#### What you have to do:
Each line below should be repeated exactly as written, with no pictures carried over.

#### Records provided:
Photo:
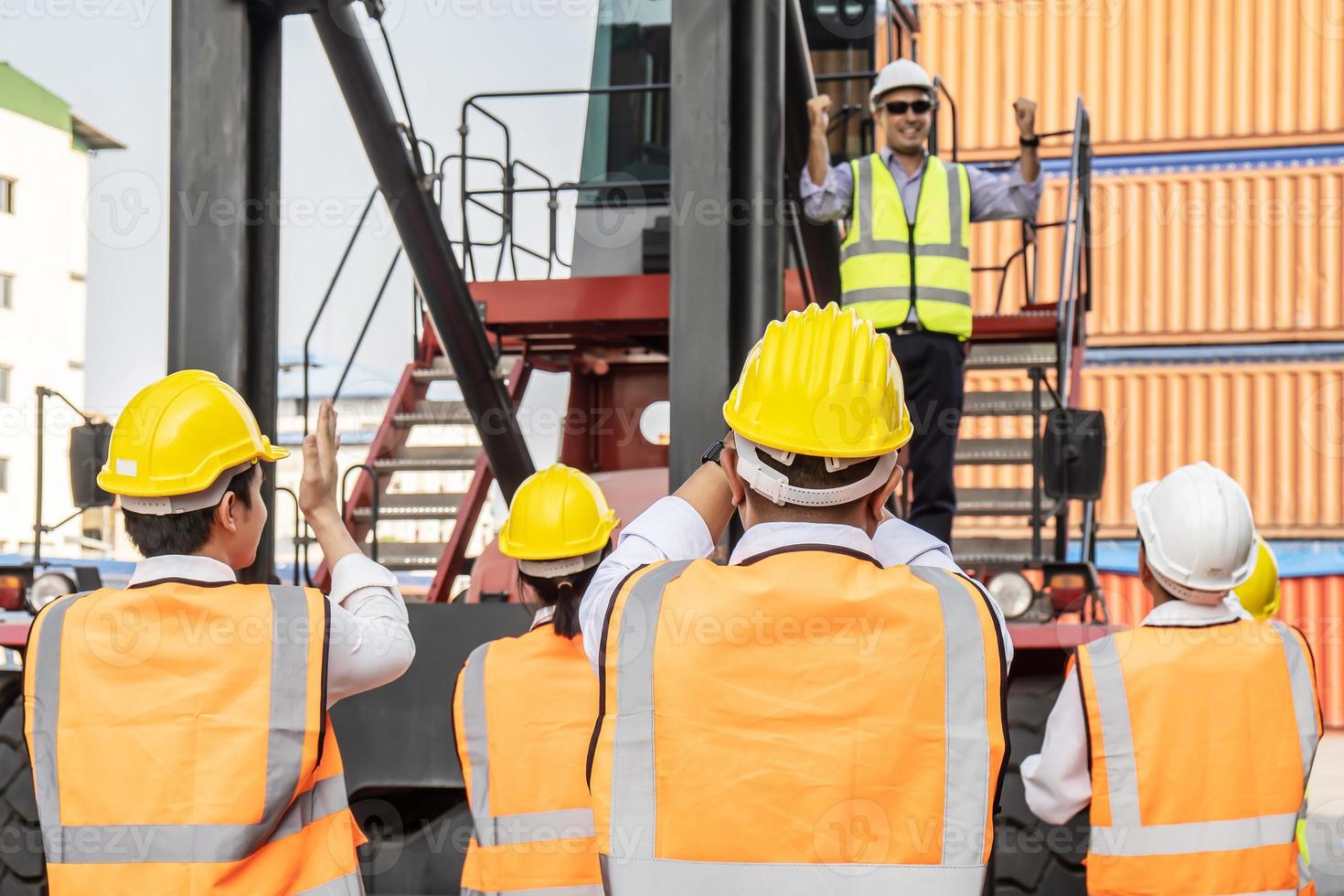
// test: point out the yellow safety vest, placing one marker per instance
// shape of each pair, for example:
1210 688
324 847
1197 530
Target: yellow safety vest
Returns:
883 268
803 723
180 743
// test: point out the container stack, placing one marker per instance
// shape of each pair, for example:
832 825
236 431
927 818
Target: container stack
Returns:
1218 318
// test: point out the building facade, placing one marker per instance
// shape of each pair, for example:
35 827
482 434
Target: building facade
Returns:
43 252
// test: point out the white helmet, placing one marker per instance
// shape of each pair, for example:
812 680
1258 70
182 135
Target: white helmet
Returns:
1199 538
902 73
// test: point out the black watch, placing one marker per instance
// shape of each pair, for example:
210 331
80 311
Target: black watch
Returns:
711 454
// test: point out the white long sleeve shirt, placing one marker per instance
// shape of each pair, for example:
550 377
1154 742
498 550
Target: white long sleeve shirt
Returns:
369 640
672 529
1057 779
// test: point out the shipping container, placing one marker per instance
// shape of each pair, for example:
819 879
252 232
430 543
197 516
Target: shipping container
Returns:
1157 76
1230 251
1275 427
1313 604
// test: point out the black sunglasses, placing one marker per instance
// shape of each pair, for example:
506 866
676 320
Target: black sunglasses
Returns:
898 106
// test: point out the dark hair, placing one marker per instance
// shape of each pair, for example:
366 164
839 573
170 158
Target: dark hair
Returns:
183 532
811 472
563 592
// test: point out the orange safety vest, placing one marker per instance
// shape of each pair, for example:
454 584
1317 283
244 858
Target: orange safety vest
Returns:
523 715
1200 741
180 743
804 723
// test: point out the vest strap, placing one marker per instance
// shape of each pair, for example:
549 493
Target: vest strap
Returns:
677 878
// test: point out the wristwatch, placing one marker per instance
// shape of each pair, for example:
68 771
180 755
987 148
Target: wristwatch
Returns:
711 454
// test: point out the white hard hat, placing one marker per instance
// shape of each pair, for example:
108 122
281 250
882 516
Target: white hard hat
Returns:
902 73
1199 538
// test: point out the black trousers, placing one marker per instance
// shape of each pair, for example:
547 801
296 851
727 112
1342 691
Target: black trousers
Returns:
934 367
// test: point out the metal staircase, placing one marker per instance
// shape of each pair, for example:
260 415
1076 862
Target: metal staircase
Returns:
1046 344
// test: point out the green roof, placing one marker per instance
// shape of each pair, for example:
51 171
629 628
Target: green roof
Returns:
25 96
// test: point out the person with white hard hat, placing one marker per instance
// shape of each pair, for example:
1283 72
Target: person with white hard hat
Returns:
1191 736
905 260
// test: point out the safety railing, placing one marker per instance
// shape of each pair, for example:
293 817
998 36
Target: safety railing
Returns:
514 171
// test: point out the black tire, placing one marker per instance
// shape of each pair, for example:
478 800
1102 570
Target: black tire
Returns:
1032 858
23 869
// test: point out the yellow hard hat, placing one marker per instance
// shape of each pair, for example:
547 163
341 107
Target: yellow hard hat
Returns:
1260 594
821 382
558 523
175 443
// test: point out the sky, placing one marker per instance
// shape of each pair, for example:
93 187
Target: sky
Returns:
111 60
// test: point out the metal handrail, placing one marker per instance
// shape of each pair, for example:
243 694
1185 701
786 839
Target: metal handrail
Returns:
299 536
326 297
509 165
374 489
1075 238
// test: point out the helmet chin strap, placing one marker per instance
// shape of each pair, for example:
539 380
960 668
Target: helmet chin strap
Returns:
775 486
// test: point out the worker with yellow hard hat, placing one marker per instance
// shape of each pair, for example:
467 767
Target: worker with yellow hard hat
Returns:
1191 738
905 262
816 716
523 709
177 727
1260 594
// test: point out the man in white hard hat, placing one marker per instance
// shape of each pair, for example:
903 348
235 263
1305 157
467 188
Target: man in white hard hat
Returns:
905 261
1191 736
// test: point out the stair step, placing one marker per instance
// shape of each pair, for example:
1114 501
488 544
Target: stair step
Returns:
408 555
409 506
433 414
980 554
441 369
1011 355
995 501
994 452
1004 403
429 458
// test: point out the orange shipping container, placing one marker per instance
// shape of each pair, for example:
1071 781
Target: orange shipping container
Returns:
1229 254
1157 76
1315 604
1277 429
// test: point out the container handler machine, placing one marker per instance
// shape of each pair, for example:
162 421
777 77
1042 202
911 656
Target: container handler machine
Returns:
691 101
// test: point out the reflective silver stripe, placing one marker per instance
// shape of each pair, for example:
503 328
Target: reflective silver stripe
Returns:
1115 732
875 246
864 197
877 294
965 807
674 878
935 251
634 787
348 884
283 813
952 174
525 827
581 890
477 743
940 294
1194 837
46 710
1304 695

#### Written response:
Photo:
// test: point out the yellow safety vest, placing one marker per instance
// shape of each pair, for example:
1210 688
324 847
1197 530
Target: yellow safety vest
Returns:
883 268
803 723
180 743
// test: point out the container stack, placing one marker per instance
// shape of each pair, for example:
832 825
236 431
927 818
Target: container stack
Returns:
1218 318
// test: point out the building facade, placing one marker per instance
// shape of each pair, for example:
35 827
482 434
Target: building facade
Returns:
43 252
// test: point out the white helmet, placing one marker per instance
// shape of each pair, for example:
812 680
1258 70
182 135
Target: white helmet
Returns:
1199 538
902 73
// test: point out the black watch, placing one marker per instance
// shape of each pair, for example:
210 331
80 311
Target: black watch
Returns:
711 454
// test: point out the white long sleeve shirt, placing one marker per instance
// shape of each pair, for example:
550 377
1154 742
498 550
Target: white long sleeve shirt
Returns:
369 640
672 529
1057 779
// test: point out the shipping container, placing one marker per instance
// shape of each pair, for example:
819 879
252 232
430 543
197 516
Target: shipping container
Returns:
1157 76
1230 251
1275 427
1313 604
// test: point out the black sunglasses, placing one marker per instance
// shape of each pair, for example:
506 866
676 320
Target: black sunglasses
Returns:
898 106
// test: point out the dark hair, placing one marker per instance
// shape of each pair, for example:
366 164
839 573
170 158
Target: dark hair
Returns:
183 532
811 472
563 592
// test: point out the orange safety vest, placing one marker per instance
// shape of each pair, for example:
454 584
1317 283
244 858
Target: orange safety vest
Returns:
523 715
1200 741
180 743
804 723
// test: point out the vest strap, placing one marker per instance
// shape of each pair, for example:
549 493
Target: vest strap
Returns:
677 878
// test: point out the wristwatch, placing one marker per instance
// shape of each pair, for example:
68 771
180 755
987 148
Target: wristwatch
Returns:
711 454
// test: point out the white hard hat, placing one marker per instance
// shape of each pair, for example:
108 122
281 250
882 516
Target: white hard hat
Returns:
902 73
1199 538
// test: point out the black trousers, placing one marker per instance
// shape of each pair, for example:
547 801
296 851
727 112
1342 691
Target: black trousers
Returns:
934 367
// test: point out the metal staircase, placing one marker per instance
// shape of each pair, for example:
260 415
1076 862
Target: metal staircase
Returns:
1046 344
// test: point out the green roof, placing one marker per instance
// shape of each pair, for example:
51 171
629 628
Target: green roof
Returns:
25 96
// test: point out the person with white hard hat, placing one marker per instance
// shape of each pair, for example:
1283 72
Target: person with white hard hat
Returns:
1191 736
905 260
// test: point out the safety railing, placing one marker per instance
// shape of each pair, for example:
293 817
998 36
Target: safety railing
Returns:
514 171
// test: point out the black tire, placing one marker per instance
// shape of each pair, for example:
478 800
1102 570
Target: black tire
Returns:
1032 858
23 869
// test: point out the yellow hard hat, placing one marker per instance
// shape of each pair, for example:
547 163
341 107
Target: yellow hard hat
Returns:
1260 594
821 382
558 523
175 443
// test: point out the sky, placing one marker per instance
// shape of each pair, for example:
93 187
Target: sky
Returns:
111 60
// test: point out the metal handrail, placing one marker per instance
// shape of each pair, for example:
243 694
1185 701
786 839
Target: metal handrail
Returns:
299 536
326 297
509 165
374 489
1075 238
// test: point out the helmet chin strap, placing one marker per instance
// shape of each pair, for example:
539 380
960 668
Target: helmet chin strap
Returns:
775 486
// test: point out the worker with yellow hard hat, placing one marker per instance
// shape of each pair, for example:
467 767
Target: worker with yellow hard hat
Returns:
1191 738
905 262
816 716
523 709
177 727
1260 594
// test: point out the man in white hard hat, placing one marker per instance
// shape of each pair, for example:
903 348
235 263
1305 157
467 188
Target: man in white hard hat
Returns:
905 261
1191 736
// test: point out the stair step, placing one marker per instance
// shape of each pair, for example:
1114 501
488 544
Target: stair step
Returns:
408 555
409 506
433 414
980 554
441 369
1011 355
995 501
994 452
1004 403
429 458
// test: point out the orange shipping container, placing one marker per instance
// shape of each pair, for example:
1071 781
Target: orange shipping container
Returns:
1229 254
1157 76
1315 604
1277 429
// test: point out the container handler machine, placing one marker per instance
// shape of each pair, for example:
162 421
777 77
1042 202
911 656
Target: container handler machine
Returns:
691 101
// test: point out the reflective silver stripe, placing one marker per instance
// shape of each pair, for example:
503 328
Target: reflective silver stripe
Returns:
1115 732
875 246
864 197
877 294
965 807
674 878
935 251
634 787
348 884
283 813
952 174
525 827
581 890
477 743
940 294
1194 837
46 710
1304 695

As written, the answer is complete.